7 Tips to Improving Learning Agility

Zen Liu
3 min readMar 18, 2018

It is absolutely necessary to be constantly learning given that much of what we do involves constantly adapting to changing business landscapes and working through ambiguities. The best way to effectively do our work is to constantly learn about new technologies, knowledge across different disciplines and trends so that we can improve product experience for users and ensure the long-term success of our company.

Thus, the best PMs are those who are able to transform themselves into a learning machine and consistently learn & assimilate new knowledge over a long period of time. Drawing from my personal experience, I compiled 7 tips that will get you into a growth mindset and improve your learning agility.

#1 Find your Purpose

Before you start, ask yourself, do you know WHY you want to learn it? What is your purpose in learning? What particular area piques your interest and gives you joy? Having a clear purpose and deriving joy from learning will motivate you to push on when learning gets rough. I recommend coming up with a compelling purpose and writing it down. Do come back and iterate on it as interests do change over time.

#2 Cultivate a Growth mindset

Make no mistake about it, learning is tough and you are going to struggle through it. Sometimes you may even feel like you are not progressing at all after investing many hours which led you to believe that your talents are innate and impossible to grow. That is not true, research has shown that people can learn through deliberate and consistent learning over a long period of time, even in the face of failure. The key here is embracing the fears, uncertainty and picking yourself up after failing or struggling. Know that even the darkest night comes to an end and the sun will surely rise eventually. Embrace the struggle and the rewards will come.

#3 Start Small but Dream Big

As the saying goes “Rome wasn’t built in one day, but they were laying bricks every hour.” Set small achievable learning goals such as 30 minutes of reading a day. Move on to bigger goals like practicing what you learnt when you improve with time.

#4 Hold yourself accountable.

“Try not, Do or do not. There’s no try”, Yoda.

Rows from a pointing dataset:
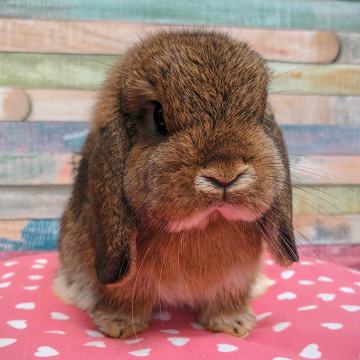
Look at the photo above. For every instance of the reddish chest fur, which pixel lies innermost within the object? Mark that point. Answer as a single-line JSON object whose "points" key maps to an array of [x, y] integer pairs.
{"points": [[193, 265]]}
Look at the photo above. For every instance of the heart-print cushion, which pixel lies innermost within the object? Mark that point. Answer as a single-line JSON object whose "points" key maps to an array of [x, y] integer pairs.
{"points": [[312, 311]]}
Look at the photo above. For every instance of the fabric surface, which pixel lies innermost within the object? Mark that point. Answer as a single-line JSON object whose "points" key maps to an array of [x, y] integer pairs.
{"points": [[312, 311]]}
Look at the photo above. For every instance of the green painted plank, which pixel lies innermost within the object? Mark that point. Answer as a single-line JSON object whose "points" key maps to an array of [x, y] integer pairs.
{"points": [[114, 37], [43, 234], [68, 137], [88, 71], [302, 14], [24, 202]]}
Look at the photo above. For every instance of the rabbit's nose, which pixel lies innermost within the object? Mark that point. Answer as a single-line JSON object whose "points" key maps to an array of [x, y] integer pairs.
{"points": [[220, 182]]}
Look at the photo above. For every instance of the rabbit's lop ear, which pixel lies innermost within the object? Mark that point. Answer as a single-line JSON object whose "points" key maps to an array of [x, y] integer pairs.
{"points": [[111, 231], [280, 235], [277, 222]]}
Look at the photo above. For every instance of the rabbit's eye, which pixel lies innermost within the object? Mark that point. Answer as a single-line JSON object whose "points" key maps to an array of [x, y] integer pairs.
{"points": [[159, 119]]}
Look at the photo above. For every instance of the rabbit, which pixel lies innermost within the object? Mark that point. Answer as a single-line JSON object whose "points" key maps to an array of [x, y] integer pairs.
{"points": [[182, 185]]}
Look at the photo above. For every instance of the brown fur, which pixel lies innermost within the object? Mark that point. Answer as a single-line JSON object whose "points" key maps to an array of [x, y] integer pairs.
{"points": [[116, 247]]}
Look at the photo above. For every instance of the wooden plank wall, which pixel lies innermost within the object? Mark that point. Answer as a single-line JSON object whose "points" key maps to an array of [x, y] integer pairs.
{"points": [[53, 57]]}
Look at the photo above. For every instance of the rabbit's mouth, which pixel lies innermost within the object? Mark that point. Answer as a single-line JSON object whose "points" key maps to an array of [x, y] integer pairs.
{"points": [[224, 210]]}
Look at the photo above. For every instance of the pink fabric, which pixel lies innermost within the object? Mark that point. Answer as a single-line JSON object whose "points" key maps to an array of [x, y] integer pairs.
{"points": [[312, 311]]}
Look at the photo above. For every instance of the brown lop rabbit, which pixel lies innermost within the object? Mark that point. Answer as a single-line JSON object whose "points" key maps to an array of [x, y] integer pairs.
{"points": [[184, 179]]}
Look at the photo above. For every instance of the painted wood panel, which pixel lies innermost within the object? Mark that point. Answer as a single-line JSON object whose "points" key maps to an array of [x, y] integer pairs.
{"points": [[68, 137], [41, 234], [59, 169], [327, 229], [290, 14], [96, 37], [350, 49], [88, 71], [23, 202], [75, 105], [312, 109], [15, 104]]}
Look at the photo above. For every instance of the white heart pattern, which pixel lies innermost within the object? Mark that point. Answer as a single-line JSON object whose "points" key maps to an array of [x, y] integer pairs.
{"points": [[94, 333], [133, 341], [140, 353], [6, 341], [5, 284], [100, 344], [326, 297], [17, 324], [162, 315], [351, 308], [32, 287], [41, 261], [307, 307], [197, 326], [46, 351], [347, 290], [287, 296], [263, 316], [332, 326], [226, 348], [35, 277], [59, 316], [10, 263], [37, 266], [325, 279], [26, 306], [281, 326], [179, 341], [170, 331], [306, 263], [287, 274], [311, 352], [306, 282], [8, 275], [57, 332]]}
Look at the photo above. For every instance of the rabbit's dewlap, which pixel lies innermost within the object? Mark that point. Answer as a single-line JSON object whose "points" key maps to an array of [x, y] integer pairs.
{"points": [[183, 180]]}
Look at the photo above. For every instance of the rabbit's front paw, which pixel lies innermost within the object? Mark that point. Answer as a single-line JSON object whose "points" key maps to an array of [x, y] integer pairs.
{"points": [[237, 324], [118, 325]]}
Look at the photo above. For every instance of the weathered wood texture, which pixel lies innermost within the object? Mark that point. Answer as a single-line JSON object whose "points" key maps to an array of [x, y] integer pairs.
{"points": [[88, 71], [96, 37], [59, 169], [75, 105], [309, 230], [15, 104], [289, 14], [324, 229], [350, 49], [68, 137], [311, 109], [23, 202]]}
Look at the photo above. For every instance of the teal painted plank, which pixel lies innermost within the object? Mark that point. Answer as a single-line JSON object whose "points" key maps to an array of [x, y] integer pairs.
{"points": [[288, 14], [37, 234], [69, 136], [88, 72]]}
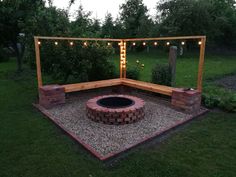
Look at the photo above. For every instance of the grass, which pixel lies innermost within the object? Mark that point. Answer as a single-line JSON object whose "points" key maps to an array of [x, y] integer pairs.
{"points": [[31, 146]]}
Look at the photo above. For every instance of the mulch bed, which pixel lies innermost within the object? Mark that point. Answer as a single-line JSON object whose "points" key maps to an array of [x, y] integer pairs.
{"points": [[106, 141]]}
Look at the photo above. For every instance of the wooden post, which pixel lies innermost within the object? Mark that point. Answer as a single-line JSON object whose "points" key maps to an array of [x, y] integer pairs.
{"points": [[201, 63], [172, 63], [122, 59], [38, 64]]}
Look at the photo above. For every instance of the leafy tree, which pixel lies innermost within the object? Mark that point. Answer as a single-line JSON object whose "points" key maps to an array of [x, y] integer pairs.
{"points": [[108, 26], [135, 19], [13, 17]]}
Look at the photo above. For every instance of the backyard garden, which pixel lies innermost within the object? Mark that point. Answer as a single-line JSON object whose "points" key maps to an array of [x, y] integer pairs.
{"points": [[41, 139]]}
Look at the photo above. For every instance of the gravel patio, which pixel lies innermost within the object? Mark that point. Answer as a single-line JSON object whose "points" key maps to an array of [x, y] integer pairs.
{"points": [[106, 141]]}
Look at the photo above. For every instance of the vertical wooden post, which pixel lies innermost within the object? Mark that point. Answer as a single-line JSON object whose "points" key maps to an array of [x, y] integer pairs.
{"points": [[172, 63], [201, 63], [121, 61], [38, 63], [124, 60]]}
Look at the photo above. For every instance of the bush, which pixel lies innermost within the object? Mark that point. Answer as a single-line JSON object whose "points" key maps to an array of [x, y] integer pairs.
{"points": [[161, 74], [3, 54]]}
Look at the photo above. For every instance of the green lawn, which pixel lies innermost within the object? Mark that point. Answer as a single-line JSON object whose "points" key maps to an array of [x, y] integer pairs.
{"points": [[31, 146]]}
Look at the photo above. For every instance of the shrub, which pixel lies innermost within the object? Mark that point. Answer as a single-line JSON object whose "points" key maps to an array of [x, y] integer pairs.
{"points": [[3, 54], [161, 74]]}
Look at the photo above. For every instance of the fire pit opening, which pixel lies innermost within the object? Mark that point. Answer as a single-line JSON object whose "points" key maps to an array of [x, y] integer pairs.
{"points": [[115, 102], [115, 109]]}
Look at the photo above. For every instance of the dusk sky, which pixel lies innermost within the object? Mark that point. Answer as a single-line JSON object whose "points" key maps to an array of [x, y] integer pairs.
{"points": [[100, 7]]}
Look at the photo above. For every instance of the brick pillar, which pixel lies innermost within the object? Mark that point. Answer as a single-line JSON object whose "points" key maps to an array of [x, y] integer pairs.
{"points": [[187, 100], [51, 95]]}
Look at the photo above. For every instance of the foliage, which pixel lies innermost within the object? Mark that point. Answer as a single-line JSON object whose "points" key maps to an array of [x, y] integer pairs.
{"points": [[83, 63], [135, 19], [134, 72], [161, 74]]}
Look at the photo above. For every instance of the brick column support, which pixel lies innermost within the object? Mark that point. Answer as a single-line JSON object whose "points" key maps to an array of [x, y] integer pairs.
{"points": [[51, 95]]}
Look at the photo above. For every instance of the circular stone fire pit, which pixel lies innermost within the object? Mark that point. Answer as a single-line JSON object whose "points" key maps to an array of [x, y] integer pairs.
{"points": [[115, 109]]}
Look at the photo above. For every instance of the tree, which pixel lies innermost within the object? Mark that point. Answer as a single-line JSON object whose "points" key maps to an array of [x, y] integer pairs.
{"points": [[135, 19], [108, 26], [13, 16]]}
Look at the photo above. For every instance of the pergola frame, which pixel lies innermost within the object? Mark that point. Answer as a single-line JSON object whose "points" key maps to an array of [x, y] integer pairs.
{"points": [[122, 43]]}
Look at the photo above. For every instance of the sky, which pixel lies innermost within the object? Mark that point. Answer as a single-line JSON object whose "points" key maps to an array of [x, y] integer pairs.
{"points": [[99, 8]]}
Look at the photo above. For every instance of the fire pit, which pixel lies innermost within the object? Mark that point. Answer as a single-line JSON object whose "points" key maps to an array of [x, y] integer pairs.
{"points": [[115, 109]]}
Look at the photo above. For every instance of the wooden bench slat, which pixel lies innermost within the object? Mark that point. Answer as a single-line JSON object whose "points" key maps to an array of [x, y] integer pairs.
{"points": [[113, 82], [91, 85], [148, 86]]}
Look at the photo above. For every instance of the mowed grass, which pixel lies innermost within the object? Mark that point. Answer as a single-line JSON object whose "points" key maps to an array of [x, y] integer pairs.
{"points": [[31, 146], [186, 66]]}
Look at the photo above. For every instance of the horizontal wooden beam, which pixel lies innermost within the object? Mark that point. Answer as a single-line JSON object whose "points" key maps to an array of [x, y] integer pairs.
{"points": [[91, 85], [165, 90], [118, 40], [165, 38], [75, 39]]}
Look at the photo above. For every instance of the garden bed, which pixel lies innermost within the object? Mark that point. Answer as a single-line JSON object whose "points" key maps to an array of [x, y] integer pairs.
{"points": [[106, 141]]}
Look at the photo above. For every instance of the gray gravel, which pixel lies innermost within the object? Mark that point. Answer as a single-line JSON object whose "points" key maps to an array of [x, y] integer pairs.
{"points": [[106, 139]]}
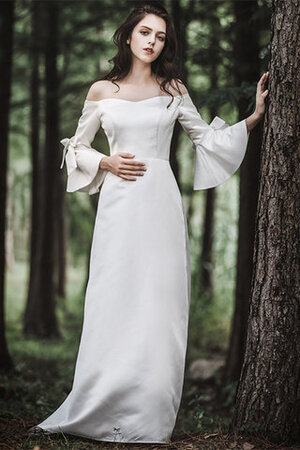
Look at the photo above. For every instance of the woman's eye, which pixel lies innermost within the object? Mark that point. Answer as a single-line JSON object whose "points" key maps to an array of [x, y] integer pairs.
{"points": [[159, 37]]}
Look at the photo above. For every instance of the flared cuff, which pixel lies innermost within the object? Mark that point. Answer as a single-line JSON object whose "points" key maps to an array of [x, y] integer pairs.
{"points": [[82, 162], [220, 153]]}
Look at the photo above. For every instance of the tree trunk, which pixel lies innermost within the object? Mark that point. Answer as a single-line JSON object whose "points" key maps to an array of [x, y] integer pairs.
{"points": [[40, 317], [246, 51], [6, 48], [36, 156], [267, 400]]}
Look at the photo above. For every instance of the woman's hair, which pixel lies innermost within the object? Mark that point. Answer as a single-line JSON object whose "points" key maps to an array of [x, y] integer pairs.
{"points": [[165, 66]]}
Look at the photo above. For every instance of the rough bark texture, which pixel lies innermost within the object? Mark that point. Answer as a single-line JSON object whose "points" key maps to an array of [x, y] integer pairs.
{"points": [[40, 319], [6, 47], [268, 393]]}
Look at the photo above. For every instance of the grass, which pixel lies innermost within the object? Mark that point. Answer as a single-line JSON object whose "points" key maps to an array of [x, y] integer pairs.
{"points": [[44, 372]]}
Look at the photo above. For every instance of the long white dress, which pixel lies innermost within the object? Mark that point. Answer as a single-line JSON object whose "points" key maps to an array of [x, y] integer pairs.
{"points": [[129, 371]]}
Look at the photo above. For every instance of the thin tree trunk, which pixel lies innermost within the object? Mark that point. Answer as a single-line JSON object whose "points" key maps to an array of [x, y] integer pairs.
{"points": [[41, 318], [267, 399], [6, 48], [36, 157], [247, 69]]}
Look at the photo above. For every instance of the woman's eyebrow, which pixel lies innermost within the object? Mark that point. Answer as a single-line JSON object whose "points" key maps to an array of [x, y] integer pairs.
{"points": [[151, 29]]}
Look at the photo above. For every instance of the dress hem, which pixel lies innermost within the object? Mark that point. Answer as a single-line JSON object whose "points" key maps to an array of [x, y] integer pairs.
{"points": [[40, 430]]}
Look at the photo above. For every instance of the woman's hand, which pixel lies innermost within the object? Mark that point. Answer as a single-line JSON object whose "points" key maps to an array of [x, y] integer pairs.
{"points": [[261, 95], [122, 165]]}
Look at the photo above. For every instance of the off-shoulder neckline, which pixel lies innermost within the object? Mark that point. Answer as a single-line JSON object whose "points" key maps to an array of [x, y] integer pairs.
{"points": [[133, 101]]}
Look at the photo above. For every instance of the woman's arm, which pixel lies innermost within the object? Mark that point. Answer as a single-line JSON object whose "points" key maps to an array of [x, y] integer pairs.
{"points": [[83, 162], [261, 94], [219, 148]]}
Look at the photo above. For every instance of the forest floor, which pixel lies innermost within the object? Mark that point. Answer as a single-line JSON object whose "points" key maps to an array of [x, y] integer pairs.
{"points": [[43, 376], [202, 422]]}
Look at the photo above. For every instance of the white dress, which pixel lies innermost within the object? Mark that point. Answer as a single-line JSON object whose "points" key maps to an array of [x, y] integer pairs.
{"points": [[129, 371]]}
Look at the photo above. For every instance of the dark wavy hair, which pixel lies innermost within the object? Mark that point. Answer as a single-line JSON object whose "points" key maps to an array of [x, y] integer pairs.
{"points": [[165, 66]]}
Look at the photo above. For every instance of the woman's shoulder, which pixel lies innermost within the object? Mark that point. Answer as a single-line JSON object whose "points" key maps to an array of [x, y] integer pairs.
{"points": [[98, 90]]}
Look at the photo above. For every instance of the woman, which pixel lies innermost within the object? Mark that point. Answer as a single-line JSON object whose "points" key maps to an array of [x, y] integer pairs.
{"points": [[130, 366]]}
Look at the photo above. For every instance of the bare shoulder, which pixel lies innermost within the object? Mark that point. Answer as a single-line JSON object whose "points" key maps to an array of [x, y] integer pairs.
{"points": [[98, 90], [175, 85]]}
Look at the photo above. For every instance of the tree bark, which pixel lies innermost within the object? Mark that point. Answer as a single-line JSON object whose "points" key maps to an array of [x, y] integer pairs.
{"points": [[6, 48], [267, 400], [40, 318]]}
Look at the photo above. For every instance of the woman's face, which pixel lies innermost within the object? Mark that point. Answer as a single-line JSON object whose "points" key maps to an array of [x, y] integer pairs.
{"points": [[150, 32]]}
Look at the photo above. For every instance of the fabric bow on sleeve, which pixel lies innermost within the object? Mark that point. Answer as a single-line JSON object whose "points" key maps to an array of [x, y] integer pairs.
{"points": [[69, 153], [217, 124]]}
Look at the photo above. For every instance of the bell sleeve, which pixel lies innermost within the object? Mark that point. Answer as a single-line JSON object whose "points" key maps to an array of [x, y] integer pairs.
{"points": [[219, 148], [82, 161]]}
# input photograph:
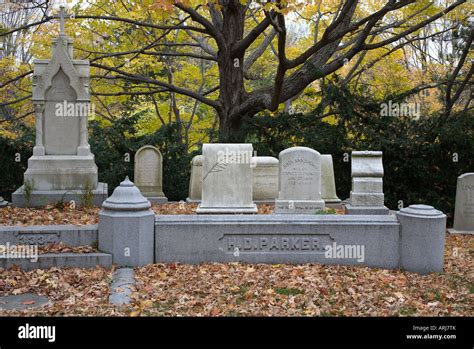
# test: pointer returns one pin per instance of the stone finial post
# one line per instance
(422, 239)
(127, 226)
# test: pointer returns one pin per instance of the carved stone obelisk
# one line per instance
(62, 167)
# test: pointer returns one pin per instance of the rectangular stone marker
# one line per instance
(299, 181)
(62, 166)
(195, 181)
(367, 184)
(149, 173)
(227, 179)
(328, 183)
(265, 179)
(464, 209)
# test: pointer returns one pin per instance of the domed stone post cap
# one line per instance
(126, 197)
(420, 210)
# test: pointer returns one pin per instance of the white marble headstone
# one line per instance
(195, 181)
(265, 179)
(227, 179)
(149, 173)
(464, 209)
(299, 181)
(328, 183)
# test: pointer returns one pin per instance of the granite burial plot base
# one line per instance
(412, 239)
(277, 239)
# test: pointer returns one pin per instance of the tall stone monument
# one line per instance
(367, 184)
(149, 174)
(328, 183)
(464, 209)
(227, 179)
(195, 181)
(299, 182)
(62, 167)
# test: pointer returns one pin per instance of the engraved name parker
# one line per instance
(273, 243)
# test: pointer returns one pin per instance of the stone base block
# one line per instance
(454, 231)
(298, 206)
(60, 260)
(366, 210)
(158, 200)
(40, 198)
(367, 199)
(193, 201)
(61, 172)
(226, 210)
(364, 240)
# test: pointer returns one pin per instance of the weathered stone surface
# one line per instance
(22, 301)
(265, 179)
(227, 179)
(61, 159)
(126, 226)
(60, 260)
(121, 289)
(3, 202)
(71, 235)
(276, 239)
(299, 181)
(464, 208)
(422, 239)
(41, 198)
(149, 173)
(328, 182)
(367, 184)
(195, 181)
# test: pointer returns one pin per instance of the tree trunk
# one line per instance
(231, 72)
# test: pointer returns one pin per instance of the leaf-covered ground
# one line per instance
(82, 216)
(251, 290)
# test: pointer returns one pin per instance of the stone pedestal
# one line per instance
(3, 203)
(464, 207)
(299, 182)
(367, 184)
(127, 226)
(227, 179)
(422, 239)
(328, 182)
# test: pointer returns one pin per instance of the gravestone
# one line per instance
(227, 179)
(149, 174)
(195, 181)
(367, 184)
(464, 209)
(265, 179)
(328, 183)
(62, 167)
(299, 181)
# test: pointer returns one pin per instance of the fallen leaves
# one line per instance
(235, 289)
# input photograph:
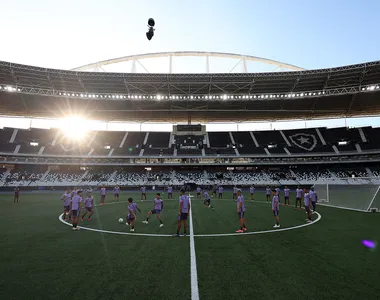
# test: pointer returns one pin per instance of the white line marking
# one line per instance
(193, 260)
(264, 231)
(195, 235)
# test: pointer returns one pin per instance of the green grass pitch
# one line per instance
(42, 258)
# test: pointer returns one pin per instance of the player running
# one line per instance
(286, 196)
(88, 206)
(131, 217)
(158, 207)
(240, 211)
(276, 208)
(16, 194)
(252, 192)
(207, 200)
(66, 197)
(135, 209)
(183, 212)
(116, 192)
(75, 207)
(143, 193)
(314, 198)
(102, 194)
(170, 192)
(307, 202)
(220, 192)
(234, 194)
(267, 193)
(298, 196)
(199, 190)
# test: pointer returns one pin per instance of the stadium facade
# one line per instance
(42, 157)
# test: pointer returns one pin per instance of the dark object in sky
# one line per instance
(150, 32)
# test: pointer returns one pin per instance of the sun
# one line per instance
(74, 127)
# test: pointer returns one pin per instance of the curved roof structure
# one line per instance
(41, 92)
(242, 58)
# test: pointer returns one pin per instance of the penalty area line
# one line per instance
(193, 260)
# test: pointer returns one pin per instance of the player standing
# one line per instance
(158, 207)
(307, 202)
(234, 195)
(267, 192)
(102, 194)
(252, 192)
(183, 212)
(76, 205)
(286, 196)
(170, 192)
(314, 198)
(276, 208)
(16, 194)
(220, 192)
(116, 192)
(143, 193)
(88, 206)
(199, 190)
(298, 196)
(207, 200)
(66, 197)
(240, 211)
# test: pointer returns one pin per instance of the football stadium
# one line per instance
(152, 182)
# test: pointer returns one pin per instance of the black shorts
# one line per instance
(183, 217)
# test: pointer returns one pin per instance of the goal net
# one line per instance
(352, 193)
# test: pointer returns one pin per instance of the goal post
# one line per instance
(351, 194)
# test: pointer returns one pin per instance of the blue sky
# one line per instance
(307, 33)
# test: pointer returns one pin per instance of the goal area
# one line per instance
(360, 194)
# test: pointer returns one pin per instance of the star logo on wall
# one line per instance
(304, 141)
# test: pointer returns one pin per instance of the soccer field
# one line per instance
(42, 258)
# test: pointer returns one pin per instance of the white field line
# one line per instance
(193, 261)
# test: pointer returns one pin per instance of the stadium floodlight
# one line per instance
(150, 32)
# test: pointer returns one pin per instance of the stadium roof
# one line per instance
(337, 92)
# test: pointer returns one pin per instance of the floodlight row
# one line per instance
(180, 97)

▶ _TO BE DONE_:
1) In the learning agility tips, why does the first tip say a learner should have a clear purpose? Answer in one to three sentences.
2) From the learning agility tips, write out the passage between "Before you start, ask" and "change over time.", inclusive.
3) Summarize the learning agility tips in two sentences.

▶ _ANSWERS TO THE PROBLEMS_:
1) A clear purpose, together with finding joy in learning, will motivate the learner to push on when learning gets rough.

2)
Before you start, ask yourself, do you know WHY you want to learn it? What is your purpose in learning? What particular area piques your interest and gives you joy? Having a clear purpose and deriving joy from learning will motivate you to push on when learning gets rough. I recommend coming up with a compelling purpose and writing it down. Do come back and iterate on it as interests do change over time.

3) Constant learning is necessary because work involves adapting to changing business landscapes, and the best PMs are those who consistently learn and assimilate new knowledge over a long period of time. The tips advise finding a clear purpose for learning, embracing struggle and failure with a growth mindset, and setting small achievable goals before moving on to bigger ones.